▸ **Text to read**:
Actually speaking as a road rider for 40+ years. I also know what works for me. Allowing a car to pass on a blind curve endangers me and one or potentially two cars. That said, nobody rides the white line better than me. I will absolutely let cars pass when safe. I would rather risk a pissed off driver on a blind curve than consider the deadly alternative. We need to be diplomats but also assertive when it comes to safety. It pisses me off seeing riders two abreast refusing to single up and let cars pass when appropriate.

banerjek 07-06-20 11:18 AM


Originally Posted by dirtydozen (Post 21571798)
Last 2 rides I tried a new way to ride and i got 0 dangerous situation, well 1 but I wasn't applying my new "trick".

I rode with 70 centimeters to my right, when a car passes I go as close as possible to the right side of the road. Driver already picked his trajectory, so I get an extra 70centimeters on whatever space he would have left me.

Works like a charm for the moment.

I find this technique to be generally effective (though I prefer to have considerably more than 70 cm).

However, one thing you really need to watch out for is people waiting too long before passing you -- i.e. they pull out at the last second, the people tailgating them don't see you until even later, and someone a few vehicles back passes really close (especially if pulling a trailer).

(Records from a data source)

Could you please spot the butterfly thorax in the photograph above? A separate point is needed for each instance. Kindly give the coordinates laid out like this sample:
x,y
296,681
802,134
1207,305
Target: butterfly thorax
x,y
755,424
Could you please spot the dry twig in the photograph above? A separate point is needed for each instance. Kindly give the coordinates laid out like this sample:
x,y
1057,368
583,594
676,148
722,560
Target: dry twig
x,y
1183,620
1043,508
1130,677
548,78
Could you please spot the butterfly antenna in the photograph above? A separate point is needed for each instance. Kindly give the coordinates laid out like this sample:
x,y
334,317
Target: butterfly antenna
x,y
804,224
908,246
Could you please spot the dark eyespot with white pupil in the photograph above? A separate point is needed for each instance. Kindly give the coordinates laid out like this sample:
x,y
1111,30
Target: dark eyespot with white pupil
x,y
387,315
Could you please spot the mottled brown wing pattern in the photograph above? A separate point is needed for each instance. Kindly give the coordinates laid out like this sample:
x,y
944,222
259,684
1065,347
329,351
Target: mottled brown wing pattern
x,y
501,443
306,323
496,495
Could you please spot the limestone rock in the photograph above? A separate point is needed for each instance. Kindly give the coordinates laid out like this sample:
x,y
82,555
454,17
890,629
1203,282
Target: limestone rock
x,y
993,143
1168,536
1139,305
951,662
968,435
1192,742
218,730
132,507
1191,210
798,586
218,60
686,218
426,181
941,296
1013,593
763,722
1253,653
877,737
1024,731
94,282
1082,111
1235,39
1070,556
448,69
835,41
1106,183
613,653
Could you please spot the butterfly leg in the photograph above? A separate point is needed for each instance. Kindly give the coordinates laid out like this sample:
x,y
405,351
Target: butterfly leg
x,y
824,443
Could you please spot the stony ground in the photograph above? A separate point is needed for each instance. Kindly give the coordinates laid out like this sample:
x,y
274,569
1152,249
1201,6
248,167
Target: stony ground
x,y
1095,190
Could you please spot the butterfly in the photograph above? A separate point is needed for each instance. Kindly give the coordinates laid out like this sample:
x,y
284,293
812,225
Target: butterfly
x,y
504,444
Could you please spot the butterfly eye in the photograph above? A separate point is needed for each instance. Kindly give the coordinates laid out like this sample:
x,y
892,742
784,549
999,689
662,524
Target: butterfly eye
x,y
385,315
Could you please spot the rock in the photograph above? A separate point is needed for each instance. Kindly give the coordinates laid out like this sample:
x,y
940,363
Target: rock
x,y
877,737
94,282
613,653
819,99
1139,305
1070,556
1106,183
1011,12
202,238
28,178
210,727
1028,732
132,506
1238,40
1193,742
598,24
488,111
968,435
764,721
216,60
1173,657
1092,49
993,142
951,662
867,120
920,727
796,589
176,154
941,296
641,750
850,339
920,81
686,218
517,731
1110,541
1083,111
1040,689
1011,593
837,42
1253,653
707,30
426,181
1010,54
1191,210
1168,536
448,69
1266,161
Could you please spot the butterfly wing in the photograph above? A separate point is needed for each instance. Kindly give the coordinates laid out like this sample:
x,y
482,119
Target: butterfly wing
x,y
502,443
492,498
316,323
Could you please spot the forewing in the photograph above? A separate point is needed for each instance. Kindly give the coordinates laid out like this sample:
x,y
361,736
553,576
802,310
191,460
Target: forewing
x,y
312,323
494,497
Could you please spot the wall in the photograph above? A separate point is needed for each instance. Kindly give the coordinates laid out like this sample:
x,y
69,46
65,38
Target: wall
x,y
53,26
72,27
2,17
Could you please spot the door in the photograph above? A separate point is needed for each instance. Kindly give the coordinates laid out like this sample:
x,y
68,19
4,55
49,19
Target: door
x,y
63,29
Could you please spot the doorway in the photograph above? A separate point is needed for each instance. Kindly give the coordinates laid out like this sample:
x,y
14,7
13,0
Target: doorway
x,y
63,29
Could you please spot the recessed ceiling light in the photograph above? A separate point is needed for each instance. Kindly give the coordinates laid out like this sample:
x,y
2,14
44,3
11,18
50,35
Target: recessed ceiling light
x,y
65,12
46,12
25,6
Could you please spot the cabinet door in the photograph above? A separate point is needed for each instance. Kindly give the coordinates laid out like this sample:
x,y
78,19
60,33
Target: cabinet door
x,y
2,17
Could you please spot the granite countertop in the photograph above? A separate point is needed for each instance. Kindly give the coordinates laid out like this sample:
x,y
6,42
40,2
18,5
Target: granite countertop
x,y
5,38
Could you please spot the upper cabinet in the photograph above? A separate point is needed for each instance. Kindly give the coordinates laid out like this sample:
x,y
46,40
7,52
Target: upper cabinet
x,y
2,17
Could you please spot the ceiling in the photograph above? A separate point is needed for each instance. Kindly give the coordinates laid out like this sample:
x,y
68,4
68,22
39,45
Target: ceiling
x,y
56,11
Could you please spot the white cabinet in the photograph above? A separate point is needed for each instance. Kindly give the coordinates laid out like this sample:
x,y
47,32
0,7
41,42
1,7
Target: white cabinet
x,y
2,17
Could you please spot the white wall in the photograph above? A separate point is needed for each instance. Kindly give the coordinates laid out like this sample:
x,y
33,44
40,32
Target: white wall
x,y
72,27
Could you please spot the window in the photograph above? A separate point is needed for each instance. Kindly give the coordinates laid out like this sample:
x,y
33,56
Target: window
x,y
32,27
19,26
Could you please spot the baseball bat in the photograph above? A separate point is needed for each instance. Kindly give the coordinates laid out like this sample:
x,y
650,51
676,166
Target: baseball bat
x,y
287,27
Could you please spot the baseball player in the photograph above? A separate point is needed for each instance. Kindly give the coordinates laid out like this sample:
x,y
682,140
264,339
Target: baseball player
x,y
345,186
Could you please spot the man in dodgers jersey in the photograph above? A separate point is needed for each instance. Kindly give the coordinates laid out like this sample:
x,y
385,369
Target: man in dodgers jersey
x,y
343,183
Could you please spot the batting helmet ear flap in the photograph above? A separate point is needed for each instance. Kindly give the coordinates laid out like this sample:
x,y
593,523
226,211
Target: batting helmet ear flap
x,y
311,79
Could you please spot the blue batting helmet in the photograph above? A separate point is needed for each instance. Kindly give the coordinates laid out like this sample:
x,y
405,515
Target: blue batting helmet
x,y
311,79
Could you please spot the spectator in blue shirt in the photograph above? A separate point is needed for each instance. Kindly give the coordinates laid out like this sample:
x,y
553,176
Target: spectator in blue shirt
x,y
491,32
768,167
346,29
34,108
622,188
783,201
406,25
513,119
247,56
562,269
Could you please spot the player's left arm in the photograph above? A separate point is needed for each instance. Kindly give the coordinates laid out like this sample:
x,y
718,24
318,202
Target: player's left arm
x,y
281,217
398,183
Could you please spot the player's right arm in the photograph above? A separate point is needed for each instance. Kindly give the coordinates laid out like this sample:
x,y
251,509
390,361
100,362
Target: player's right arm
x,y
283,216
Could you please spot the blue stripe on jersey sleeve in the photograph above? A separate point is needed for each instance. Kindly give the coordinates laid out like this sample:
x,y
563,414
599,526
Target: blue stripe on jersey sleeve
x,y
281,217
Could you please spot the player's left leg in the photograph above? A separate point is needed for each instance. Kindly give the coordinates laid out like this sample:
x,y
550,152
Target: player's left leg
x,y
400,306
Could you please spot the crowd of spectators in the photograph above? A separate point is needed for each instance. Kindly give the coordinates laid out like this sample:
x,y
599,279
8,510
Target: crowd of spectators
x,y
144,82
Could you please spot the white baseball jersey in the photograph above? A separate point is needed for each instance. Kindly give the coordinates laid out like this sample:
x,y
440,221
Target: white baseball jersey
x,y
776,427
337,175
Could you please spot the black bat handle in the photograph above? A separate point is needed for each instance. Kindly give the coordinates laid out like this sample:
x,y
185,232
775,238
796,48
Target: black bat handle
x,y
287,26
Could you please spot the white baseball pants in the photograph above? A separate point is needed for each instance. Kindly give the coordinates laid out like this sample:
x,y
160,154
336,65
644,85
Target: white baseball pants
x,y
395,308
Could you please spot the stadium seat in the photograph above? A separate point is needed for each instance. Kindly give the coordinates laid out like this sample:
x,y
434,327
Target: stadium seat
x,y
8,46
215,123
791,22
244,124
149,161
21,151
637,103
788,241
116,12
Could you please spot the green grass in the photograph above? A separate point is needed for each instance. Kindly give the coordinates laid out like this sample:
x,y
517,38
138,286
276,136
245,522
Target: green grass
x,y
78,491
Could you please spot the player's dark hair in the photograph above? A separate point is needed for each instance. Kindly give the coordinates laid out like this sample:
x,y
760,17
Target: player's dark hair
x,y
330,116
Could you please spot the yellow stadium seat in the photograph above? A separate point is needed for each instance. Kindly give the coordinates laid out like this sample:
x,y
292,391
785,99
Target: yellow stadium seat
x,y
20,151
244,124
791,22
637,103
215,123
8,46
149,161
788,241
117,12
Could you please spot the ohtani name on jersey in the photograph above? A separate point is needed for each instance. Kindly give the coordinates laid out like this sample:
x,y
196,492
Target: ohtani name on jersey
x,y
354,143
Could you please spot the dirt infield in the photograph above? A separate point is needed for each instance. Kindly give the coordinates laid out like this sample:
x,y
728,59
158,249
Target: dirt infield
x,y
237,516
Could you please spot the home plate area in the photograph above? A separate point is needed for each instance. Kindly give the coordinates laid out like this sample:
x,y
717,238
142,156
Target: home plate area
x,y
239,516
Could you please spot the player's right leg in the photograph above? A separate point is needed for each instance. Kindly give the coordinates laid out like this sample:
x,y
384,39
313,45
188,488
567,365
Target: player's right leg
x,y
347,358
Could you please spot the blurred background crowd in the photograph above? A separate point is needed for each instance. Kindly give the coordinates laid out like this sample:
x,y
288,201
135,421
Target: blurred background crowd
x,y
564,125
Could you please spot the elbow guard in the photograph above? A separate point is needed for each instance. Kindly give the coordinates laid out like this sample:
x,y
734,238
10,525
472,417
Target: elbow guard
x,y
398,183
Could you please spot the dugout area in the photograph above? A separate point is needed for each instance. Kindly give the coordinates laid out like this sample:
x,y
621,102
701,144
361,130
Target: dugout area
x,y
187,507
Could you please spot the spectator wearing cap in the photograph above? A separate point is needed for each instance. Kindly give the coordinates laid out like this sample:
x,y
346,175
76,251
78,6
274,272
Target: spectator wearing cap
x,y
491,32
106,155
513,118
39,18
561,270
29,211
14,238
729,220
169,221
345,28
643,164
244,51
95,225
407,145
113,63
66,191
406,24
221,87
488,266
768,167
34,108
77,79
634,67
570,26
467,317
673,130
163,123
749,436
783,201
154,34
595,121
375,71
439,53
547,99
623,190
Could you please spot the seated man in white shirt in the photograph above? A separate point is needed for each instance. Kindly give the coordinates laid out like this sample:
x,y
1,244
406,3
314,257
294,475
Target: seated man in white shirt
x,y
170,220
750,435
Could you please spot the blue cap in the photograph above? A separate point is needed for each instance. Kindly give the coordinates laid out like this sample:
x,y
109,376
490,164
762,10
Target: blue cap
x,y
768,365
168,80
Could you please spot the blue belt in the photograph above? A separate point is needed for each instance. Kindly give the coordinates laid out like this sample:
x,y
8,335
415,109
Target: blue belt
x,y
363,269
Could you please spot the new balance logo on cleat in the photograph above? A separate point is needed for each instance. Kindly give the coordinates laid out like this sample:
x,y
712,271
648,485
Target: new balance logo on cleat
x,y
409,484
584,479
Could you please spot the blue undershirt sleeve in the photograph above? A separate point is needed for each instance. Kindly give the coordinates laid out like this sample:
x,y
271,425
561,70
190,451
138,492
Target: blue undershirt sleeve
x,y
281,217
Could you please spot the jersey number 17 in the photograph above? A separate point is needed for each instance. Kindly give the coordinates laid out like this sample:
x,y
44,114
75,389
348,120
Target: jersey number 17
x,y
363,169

▸ **Task set**:
[1] Answer these questions from the cycling forum text:
(a) For how many years has the first poster been riding on the road?
(b) How much space does the quoted post's author keep to the right while riding?
(c) Which vehicle may pass really close when drivers wait too long before passing?
[2] Rewrite the paragraph of the cycling forum text beginning "However, one thing you really need to watch out for" as a short bulleted list that keeps its main facts.
[3] Continue the cycling forum text after its final sentence.
This material has no connection to the cycling forum text.

▸ **Per-task answers**:
[1]
(a) More than 40 years.
(b) 70 centimeters.
(c) Someone a few vehicles back, especially if pulling a trailer.

[2]
- Watch for drivers who wait too long before passing.
- They pull out at the last second.
- The tailgaters behind them see the rider even later.
- Someone a few vehicles back may pass really close, especially when pulling a trailer.

[3]
My goto technique is to ride smack in the middle of the lane. Keep an eye on the mirror. If they slow down or shift even a tiny bit, they won't hit you. Hold your line. Don't even think of shifting right until they're within 2 seconds behind you. Vehicles tend to follow whatever is in front of them, so if you can push the vehicle out, others will follow even if they don't see you. Extend a friendly wave if they give any clearance when they're still 1/2 second behind. Drivers like when cyclists know what's going on around them, even more so if you help them get by. Done right, even though you slowed them down, you can make a lot of them feel good about the encounter which sets you up for the future.

You will probably find that your treatment improves considerably after a few months and people get used to you.

jimmyodonnell 07-06-20 12:19 PM

SIMPLE steps --
• use a flashing red tail-light at all times
• wear a reflective vest riding after dark
• use a handlebar headlight even in daylight hours, this makes you more visible to cars
• ride on the right, with traffic -- never ride in the direction opposing traffic
• ALWAYS obey stop signs, stoplights, and one-way and do-not-enter directives, don't cheat this you will surprise drivers and suffer for it
• use hand signals to indicate turning or lane changes, left-for-left and right-for-right, don't bother with the bent-elbow thing it confuses most drivers


COMPLEX steps --
• scout and know your route's roads before riding them -- identify the most difficult / dangerous spots, can you adjust your route to avoid trouble spots?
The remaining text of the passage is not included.